--- Problem ---
Without the pictures, return all of the material exactly as written.

--- Extracted information ---

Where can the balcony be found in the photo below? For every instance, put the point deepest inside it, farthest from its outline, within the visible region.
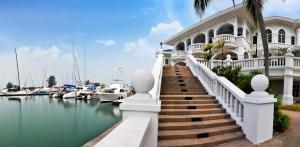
(176, 54)
(228, 38)
(195, 48)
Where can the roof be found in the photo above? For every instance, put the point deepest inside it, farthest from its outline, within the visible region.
(240, 7)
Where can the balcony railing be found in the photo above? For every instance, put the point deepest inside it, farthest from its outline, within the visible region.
(228, 38)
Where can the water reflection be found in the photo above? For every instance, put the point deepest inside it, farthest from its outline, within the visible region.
(68, 122)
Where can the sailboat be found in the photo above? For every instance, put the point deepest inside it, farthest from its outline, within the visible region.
(74, 93)
(116, 90)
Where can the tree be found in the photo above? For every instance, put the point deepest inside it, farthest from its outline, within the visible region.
(9, 85)
(51, 81)
(207, 48)
(255, 10)
(87, 82)
(220, 45)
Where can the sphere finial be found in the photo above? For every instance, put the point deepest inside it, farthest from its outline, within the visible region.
(228, 56)
(259, 82)
(142, 81)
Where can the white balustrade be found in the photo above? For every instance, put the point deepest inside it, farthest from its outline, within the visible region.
(247, 110)
(228, 38)
(196, 47)
(140, 111)
(296, 62)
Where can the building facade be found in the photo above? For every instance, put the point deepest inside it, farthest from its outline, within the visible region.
(242, 41)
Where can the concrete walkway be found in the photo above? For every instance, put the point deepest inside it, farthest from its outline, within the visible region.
(290, 138)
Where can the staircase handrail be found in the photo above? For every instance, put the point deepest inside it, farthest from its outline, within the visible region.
(229, 95)
(157, 73)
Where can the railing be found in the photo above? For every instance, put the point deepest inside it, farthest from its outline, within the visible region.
(296, 62)
(196, 47)
(139, 112)
(229, 95)
(178, 54)
(157, 73)
(228, 38)
(119, 136)
(243, 42)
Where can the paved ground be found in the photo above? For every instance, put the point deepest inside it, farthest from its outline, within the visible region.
(290, 138)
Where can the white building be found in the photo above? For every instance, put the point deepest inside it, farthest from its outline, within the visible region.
(243, 42)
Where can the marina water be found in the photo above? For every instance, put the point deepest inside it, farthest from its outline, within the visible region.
(48, 122)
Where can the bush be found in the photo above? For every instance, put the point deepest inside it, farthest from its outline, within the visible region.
(234, 75)
(281, 121)
(295, 107)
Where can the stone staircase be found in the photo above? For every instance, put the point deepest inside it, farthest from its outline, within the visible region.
(189, 116)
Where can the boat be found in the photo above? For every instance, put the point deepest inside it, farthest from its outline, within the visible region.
(117, 90)
(71, 95)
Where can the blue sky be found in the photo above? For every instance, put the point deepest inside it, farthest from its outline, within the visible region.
(115, 34)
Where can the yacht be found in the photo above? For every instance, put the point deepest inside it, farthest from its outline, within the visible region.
(116, 90)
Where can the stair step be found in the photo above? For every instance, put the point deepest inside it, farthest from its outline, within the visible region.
(197, 133)
(188, 98)
(209, 141)
(190, 106)
(191, 111)
(194, 125)
(194, 117)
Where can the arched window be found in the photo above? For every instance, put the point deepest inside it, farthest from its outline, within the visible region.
(210, 35)
(269, 35)
(226, 29)
(281, 36)
(180, 46)
(189, 42)
(199, 39)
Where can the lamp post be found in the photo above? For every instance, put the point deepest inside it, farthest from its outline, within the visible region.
(256, 45)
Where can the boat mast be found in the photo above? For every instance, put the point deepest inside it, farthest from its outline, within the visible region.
(18, 69)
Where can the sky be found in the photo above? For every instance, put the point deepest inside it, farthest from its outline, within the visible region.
(113, 33)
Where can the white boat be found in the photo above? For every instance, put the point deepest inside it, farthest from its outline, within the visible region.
(115, 91)
(70, 95)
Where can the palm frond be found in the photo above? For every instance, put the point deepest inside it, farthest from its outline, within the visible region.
(219, 44)
(200, 6)
(253, 7)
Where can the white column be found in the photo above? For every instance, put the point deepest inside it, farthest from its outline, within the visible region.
(235, 25)
(143, 105)
(298, 36)
(228, 60)
(287, 98)
(258, 111)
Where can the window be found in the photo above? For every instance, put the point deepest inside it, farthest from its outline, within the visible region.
(210, 36)
(269, 35)
(254, 40)
(296, 90)
(281, 36)
(240, 31)
(166, 61)
(293, 40)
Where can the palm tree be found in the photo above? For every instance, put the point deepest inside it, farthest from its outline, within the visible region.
(220, 45)
(207, 48)
(255, 10)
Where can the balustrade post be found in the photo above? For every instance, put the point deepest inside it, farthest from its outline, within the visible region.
(287, 97)
(228, 60)
(258, 111)
(143, 104)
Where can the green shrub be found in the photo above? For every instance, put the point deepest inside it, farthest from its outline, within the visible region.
(234, 75)
(281, 121)
(295, 107)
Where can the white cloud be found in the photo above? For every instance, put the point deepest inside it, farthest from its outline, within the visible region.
(106, 42)
(288, 8)
(146, 47)
(33, 62)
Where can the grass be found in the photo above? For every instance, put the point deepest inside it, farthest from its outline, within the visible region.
(294, 107)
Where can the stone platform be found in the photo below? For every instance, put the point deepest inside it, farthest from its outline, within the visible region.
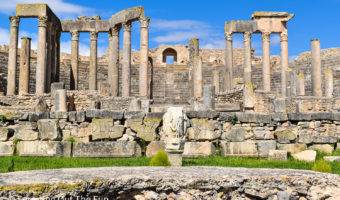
(171, 183)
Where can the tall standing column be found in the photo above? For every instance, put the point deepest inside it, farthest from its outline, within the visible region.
(74, 59)
(316, 68)
(24, 75)
(228, 78)
(266, 60)
(284, 62)
(41, 70)
(144, 56)
(12, 55)
(126, 77)
(114, 61)
(93, 61)
(247, 57)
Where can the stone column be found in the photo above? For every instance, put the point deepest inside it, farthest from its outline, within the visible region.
(329, 82)
(300, 88)
(247, 57)
(144, 57)
(198, 77)
(114, 61)
(266, 61)
(316, 68)
(24, 75)
(216, 80)
(12, 55)
(74, 59)
(93, 61)
(126, 77)
(228, 78)
(41, 70)
(284, 62)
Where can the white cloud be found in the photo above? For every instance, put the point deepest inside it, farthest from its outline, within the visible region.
(58, 6)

--- Worked answer ---
Where can the balcony be found in the photo below? For every instance, put the point deepest inside it, farthest from its outline, within the visible region.
(176, 54)
(228, 38)
(195, 48)
Where can the roof be found in the photo above? For every instance, put the point deepest inside it, farthest from its outline, within the visible region.
(240, 7)
Where can the balcony railing be found in the photo above? For every instance, put the point deepest inside it, farthest from its outline, within the visible region.
(228, 38)
Where can the water reflection be found in the photo above? For every instance, put the point deepest inside it, farthest from its outline, within the visible region.
(68, 122)
Where can the sailboat be found in the photo above? For every instance, put the point deepest inside it, farthest from its outline, within the visible region.
(74, 93)
(116, 90)
Where can the tree be found in the photo above? For every instance, put the point deepest inside it, farthest from its outline, within the visible region.
(9, 85)
(51, 81)
(207, 48)
(255, 10)
(87, 82)
(220, 45)
Where can the sphere finial be found in the photo above? For every instance, put the point deepest inside it, farthest from its outline, within the visible region.
(228, 56)
(259, 82)
(142, 81)
Where can the white balustrade be found in the photo above? For every instance, put the point deepest inside it, farthest from its outline, within the visible region.
(247, 110)
(228, 38)
(196, 47)
(140, 111)
(296, 62)
Where can the building facade be found in the photo above? For every instance, put the point deepest inside it, farthest from its outline, within the visible region.
(242, 41)
Where can the concrete walkway be found in the photo above? For every instance, put the point deepest inside it, farthest from its outline, within the visible region.
(290, 138)
Where can the staircase handrail be found in the photo above? For every instance, put the point deepest inside it, farthest from its outline, within the visible region.
(229, 95)
(157, 73)
Where can the railing be found in the photo above? For every instance, put the point deepest inside it, farthest from its outline, within the visible region.
(296, 62)
(196, 47)
(139, 112)
(229, 95)
(178, 54)
(157, 73)
(228, 38)
(119, 136)
(243, 42)
Where can the paved ground be found in the photo above? For every instance, put the point deepest inside it, farthest from its outline, within the visible region.
(290, 138)
Where can the white building be found in the photo above? For every instance, put the point deepest inside it, farthest from its outline, within the visible region.
(243, 42)
Where can the marina water be found in the photo above? For every instance, put the point deepest inside it, farthest from its outline, within the visible region.
(48, 122)
Where can the bush be found in the photo above? For every instance, put the point deepest inside it, farthest from its outline, within the visible region.
(234, 75)
(281, 121)
(295, 107)
Where can the stone staircase be found in the photo above? For every instance, put the point deepest inside it, farthest from its outline, within the visible region.
(189, 116)
Where can the boat be found in the photo above? For every instance, put the point deepest inside it, farthest from its outline, within the visible region.
(117, 90)
(71, 95)
Where can the blue sky be found in the photo above? For every instance, put the point deepest inside it, farthest from its outline, within the visible region.
(115, 34)
Where can the yacht be found in the photo above? For every instance, put the point deepest inside it, farthest from its outline, within the visible region.
(116, 90)
Where can the stair step be found in the photo above? For every instance, put the point deepest inside it, farthest from its outline, within the visible region.
(197, 133)
(188, 98)
(209, 141)
(190, 106)
(191, 111)
(194, 125)
(194, 117)
Where can the arched window be found in the photo above? For every instance, put the point deepest inside it, farthest from its outline, within the visible region.
(210, 35)
(269, 35)
(226, 29)
(281, 36)
(180, 46)
(189, 42)
(199, 39)
Where can the lamp post be found in the photo above? For every instance, put the point deepest inside it, farthest from its outline, within the visible region.
(256, 45)
Where can the boat mast be found in the photo above? For every instance, put the point deepest inside it, farthest from its outline, within the visible region.
(18, 69)
Where can the sky be found in the photo above? For every instance, put the point deepest inside it, farthest from its outline, within the visible region.
(113, 33)
Where can the white boat be found in the photo above? For every instance, put the point deepest inside it, farthest from its outline, within the visible region.
(115, 91)
(70, 95)
Where can the palm frond be found in the photo above? For every instance, put the point deepest inside it, farthest from its outline, within the visible region.
(219, 44)
(200, 6)
(253, 7)
Where can the white column be found in the photo above? For every instance, put the point deepest inside it, farthest from its outline, within the visible region.
(235, 25)
(143, 105)
(298, 36)
(228, 60)
(287, 98)
(258, 111)
Where can the window be found in the photo above? For every instance, put the point deepest inside it, farthest from its outline, within the visible region.
(210, 36)
(269, 35)
(254, 40)
(296, 90)
(281, 36)
(240, 31)
(166, 61)
(293, 40)
Where can the palm tree be found in the photo above? For every instance, put the point deepest inside it, farthest from its outline, within the visible region.
(220, 45)
(207, 48)
(255, 10)
Where can the balustrade post be found in the photo above? For every instance, put the point deepest inside it, farthest from its outline, within the visible region.
(287, 97)
(228, 60)
(258, 111)
(143, 104)
Where can the green shrub be found in the photo above? For every instance, put the point deepest inside it, farthest from its outline, within the visible region.
(234, 75)
(281, 121)
(295, 107)
Where can the white cloud be found in the photo above? For every instance, put the point deepest inside it, farthest from its outline, within the visible region.
(106, 42)
(288, 8)
(146, 47)
(33, 62)
Where can the grass be found in the photo above? For every instance, put the point deepest inside it, farthest from its outline, within the visible region.
(294, 107)
Where can the stone platform be found in the photo below? For every instance, put the point deepest inside it, farthest from its outline, within the visible region.
(171, 183)
Where can the tall standing column be found in the photo above? For every instance, put the point deepest inside it, farthest from its outline, within the visible region.
(74, 59)
(316, 68)
(24, 75)
(228, 78)
(266, 60)
(284, 62)
(41, 70)
(144, 56)
(12, 55)
(126, 77)
(114, 61)
(93, 61)
(247, 57)
Where can the stone column be found in the photo above? For every instance, put the point deepest inside it, farthest from its outline, within the visible region.
(329, 82)
(300, 88)
(247, 57)
(144, 57)
(198, 77)
(114, 61)
(266, 61)
(316, 68)
(24, 75)
(216, 80)
(12, 55)
(74, 59)
(93, 61)
(126, 77)
(228, 78)
(41, 70)
(284, 62)
Where can the white cloud be found in the photo above? For every instance, put the point deepest inside it, farthest from its outline, within the visible region.
(58, 6)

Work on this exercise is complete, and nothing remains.